Les Echos, no. 20828 - Idées, vendredi, 17 décembre 2010, p. 15
Le risque d'une guerre des devises a été au coeur du G8 et du G20 présidés par la France au mois de novembre. Les analyses des économistes, des politologues et du FMI sont pessimistes. Les efforts récents de coordination internationale à ce sujet, lors des réunions d'automne du FMI comme à l'occasion du sommet UE-Chine, n'ont pas abouti. Pourtant, la France espère encore pouvoir éviter un affrontement à coups de dévaluations compétitives qui risquerait de déstabiliser l'économie mondiale en créant une forte volatilité sur le marché des changes. Ces espoirs sont-ils condamnés à l'échec ?
Les intérêts des uns et des autres semblent inconciliables au premier abord. Les Etats-Unis souhaitent une appréciation de la monnaie chinoise face au dollar de façon à réduire leur énorme déficit commercial et à soutenir ainsi leur croissance, au moment où la demande interne s'essouffle. Mais la Chine n'a accepté qu'une appréciation très lente de sa monnaie, qui ne satisfait pas Washington. Les autorités chinoises veulent en effet préserver un modèle fondé sur le rattrapage technologique et les exportations, qui s'est jusqu'à présent toujours montré efficace, en Europe et au Japon après la Seconde Guerre mondiale puis chez les Dragons asiatiques comme la Corée du Sud. Pour éviter des afflux de capitaux qui pourraient conduire à une surchauffe de l'économie et pour répondre à un lobby industriel puissant, Pékin se refuse à un ajustement brutal de son taux de change. Pendant ce temps, l'euro est extrêmement volatil à la fois face au dollar et face au renminbi chinois : tour à tour attaqué pendant la crise grecque, puis s'appréciant rapidement lorsque les marchés s'inquiètent de la situation économique aux Etats-Unis ou prévoient un durcissement plus rapide de la politique monétaire sur le Vieux Continent. Les pays structurellement exportateurs dont la monnaie est flexible font figure de valeur refuge : le franc suisse et le yen n'ont cessé de s'apprécier depuis plusieurs mois. Dans ce contexte, la frustration monte de toute part. Le Congrès américain menace d'adopter des mesures protectionnistes vis-à-vis de la Chine. Celle-ci répond immédiatement par une hausse des barrières tarifaires sur les importations de volailles américaines. La Chine accuse également les Etats-Unis d'affaiblir délibérément leur monnaie par une politique budgétaire et monétaire laxiste : la baisse du dollar entraîne en effet une perte de valeur pour les réserves de change chinoise. La Chine considère en outre le dollar comme un bien public, en raison de son rôle de réserve de valeur, et estime que les Etats-Unis manquent à leurs obligations vis-à-vis de leurs créanciers. La banque centrale japonaise intervient quant à elle sur le marché des changes. La zone euro se plaint de jouer le rôle de variable d'ajustement. Même le Brésil et l'Inde s'inquiètent de l'appréciation rapide de leurs monnaies.

(Enregistrements issus d'un jeu de données)
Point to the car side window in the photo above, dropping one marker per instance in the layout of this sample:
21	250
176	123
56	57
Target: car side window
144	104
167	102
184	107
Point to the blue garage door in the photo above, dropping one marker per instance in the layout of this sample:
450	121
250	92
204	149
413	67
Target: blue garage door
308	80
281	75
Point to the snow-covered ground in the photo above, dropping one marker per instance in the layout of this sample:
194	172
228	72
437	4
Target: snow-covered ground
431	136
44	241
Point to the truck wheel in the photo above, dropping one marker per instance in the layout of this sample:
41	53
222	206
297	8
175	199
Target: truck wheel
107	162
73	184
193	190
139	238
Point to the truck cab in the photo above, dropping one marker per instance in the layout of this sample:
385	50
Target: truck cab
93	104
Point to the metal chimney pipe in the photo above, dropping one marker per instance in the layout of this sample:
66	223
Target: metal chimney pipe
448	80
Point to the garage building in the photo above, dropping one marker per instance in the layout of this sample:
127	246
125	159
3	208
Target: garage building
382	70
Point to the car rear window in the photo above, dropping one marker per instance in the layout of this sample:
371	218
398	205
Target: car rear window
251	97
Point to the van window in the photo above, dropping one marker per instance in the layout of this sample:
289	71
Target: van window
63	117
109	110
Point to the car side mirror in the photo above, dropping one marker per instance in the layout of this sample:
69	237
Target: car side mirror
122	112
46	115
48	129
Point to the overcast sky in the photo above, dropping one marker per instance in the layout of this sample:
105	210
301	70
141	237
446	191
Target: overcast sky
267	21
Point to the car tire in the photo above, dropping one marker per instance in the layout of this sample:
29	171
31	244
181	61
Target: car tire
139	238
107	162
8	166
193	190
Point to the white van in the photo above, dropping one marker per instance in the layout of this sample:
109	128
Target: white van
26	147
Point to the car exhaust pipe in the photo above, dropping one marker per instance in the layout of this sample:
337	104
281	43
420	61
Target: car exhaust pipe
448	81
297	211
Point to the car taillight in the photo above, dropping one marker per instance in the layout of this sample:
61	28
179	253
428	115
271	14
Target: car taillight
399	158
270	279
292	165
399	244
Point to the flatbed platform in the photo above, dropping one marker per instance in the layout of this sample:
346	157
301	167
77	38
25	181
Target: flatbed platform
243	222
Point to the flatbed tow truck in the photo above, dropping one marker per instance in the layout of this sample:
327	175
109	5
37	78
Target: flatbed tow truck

▶ **CONSIGNE**:
Répondez à ces questions sur l'article ci-dessus consacré à la guerre des devises :
1. Dans quel but les Etats-Unis veulent-ils une appréciation de la monnaie chinoise face au dollar ?
2. Quelles monnaies n'ont cessé de s'apprécier depuis plusieurs mois ?
3. Comment la Chine répond-elle aux menaces protectionnistes du Congrès américain ?

▶ **RÉPONSE**:
1. Pour réduire leur énorme déficit commercial et soutenir ainsi leur croissance.
2. Le franc suisse et le yen.
3. Par une hausse des barrières tarifaires sur les importations de volailles américaines.